There was no official endorsement, but Efrain Garcia reminded students to register and show up. “This is a really big election, because we have a real shot at electing a person, you can determine who that person is, that really supports sustainability,” Garcia said.
More:
Who are the 2020 US Democratic presidential candidates?
US elections 2020: When are the debates, primaries, conventions?
What can the 2019 election results tell us about 2020?
Iowans will gather at different sites around the state on Monday evening to choose candidates for the 2020 US presidential elections.
For this group of students at Central College, a school affiliated with the Reformed Church in America, the election is just as much, if not more, about engaging with an issue many grew up talking about as it is about the issues that have historically driven evangelicals and other Christians to the polls.
“I come from a very conservative family and a very conservative background, and so I used to think the sustainability movement was a very liberal agenda and a very liberal idea. And I was very turned off to the idea that I was required to take a sustainability class, because it wasn’t something that I was interested in,” said Carter Terpstra, who lives in one of the green pods on campus, where residents are required to present projects in order to keep living there, such as examining the recycling system in the athletic facilities. All students are required to take a class on sustainability. 
Terpstra started to change his mind when he saw that the issues the sustainability movement was trying to address were some of the things he cared about as a Christian.
“They’re fighting for justice. Why wouldn’t I be on board with that? But at the same time, there were some things where I was like, well, I agree and disagree with even within the whole spectrum of what sustainability is,” Terpstra said. “In hindsight now, it’s better that I was educated on it than not. Because now I know what it’s all about. My preconceived ideas did not meet reality.”
Efrain Garcia speaks to Claire Ackerman and Savanna Henning at Central College [Teresa Krug/Al Jazeera] 
Claire Ackerman declined to say what political party she affiliates with but said her Christian faith compelled her to consider protection for the earth.
“I don’t really feel a tension between my political party and my belief in climate change,” said Claire Ackerman.
Through one campus ministry she is a member of, Savanna Henning said she and others organised a campus fair hosting businesses that promote sustainable and ethical business practices.
“I guess I got really passionate about engaging with faith communities when I started seeing people that combined faith with politics and claimed things that aren’t true,” said Savanna Henning. “I would see things on Twitter where people would say, ‘Hey, like even if climate change is real, who cares? It’s all in God’s hands.’ That kind of thing, and I was like, ‘Hey, that’s not what I stand for. That’s not what I believe. We wouldn’t say that about people who are impoverished.'” 
Stickers and a candidate worksheet at Central College [Teresa Krug/Al Jazeera] 
For many students who came from religious backgrounds, conversations around climate change were not only absent, they were previously discouraged.
“[In church] we received at least this implicit message on climate change that we needed to keep that out of the church; it was too politicised, it was too liberal, because many of us grew up in a more conservative context,” said Kyle Meyaard-Schaap, national organiser and spokesman with Young Evangelicals for Climate Action (YECA), a group has been around for less than a decade and does not advocate for one political party over another.

····················

◆ Exercise details: Repeat the passage of the article on student voters and sustainability between "There was no" and "to the polls.", inclusive. The lines that follow are separate material and have no connection to the article.

(Annotated coordinate records)
····················

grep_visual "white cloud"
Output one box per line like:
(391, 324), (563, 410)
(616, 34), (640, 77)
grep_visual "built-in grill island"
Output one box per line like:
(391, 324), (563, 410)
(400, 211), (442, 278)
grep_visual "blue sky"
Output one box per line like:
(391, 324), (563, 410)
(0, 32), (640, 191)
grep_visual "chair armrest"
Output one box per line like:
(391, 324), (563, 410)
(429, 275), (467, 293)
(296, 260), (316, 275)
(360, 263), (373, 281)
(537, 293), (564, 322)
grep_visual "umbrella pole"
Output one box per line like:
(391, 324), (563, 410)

····················

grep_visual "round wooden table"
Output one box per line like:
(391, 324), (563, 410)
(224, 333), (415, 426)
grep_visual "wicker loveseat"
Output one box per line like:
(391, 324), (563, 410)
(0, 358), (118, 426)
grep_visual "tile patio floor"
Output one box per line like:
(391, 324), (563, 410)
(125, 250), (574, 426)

····················

◆ Reply:
There was no official endorsement, but Efrain Garcia reminded students to register and show up. “This is a really big election, because we have a real shot at electing a person, you can determine who that person is, that really supports sustainability,” Garcia said.
More:
Who are the 2020 US Democratic presidential candidates?
US elections 2020: When are the debates, primaries, conventions?
What can the 2019 election results tell us about 2020?
Iowans will gather at different sites around the state on Monday evening to choose candidates for the 2020 US presidential elections.
For this group of students at Central College, a school affiliated with the Reformed Church in America, the election is just as much, if not more, about engaging with an issue many grew up talking about as it is about the issues that have historically driven evangelicals and other Christians to the polls.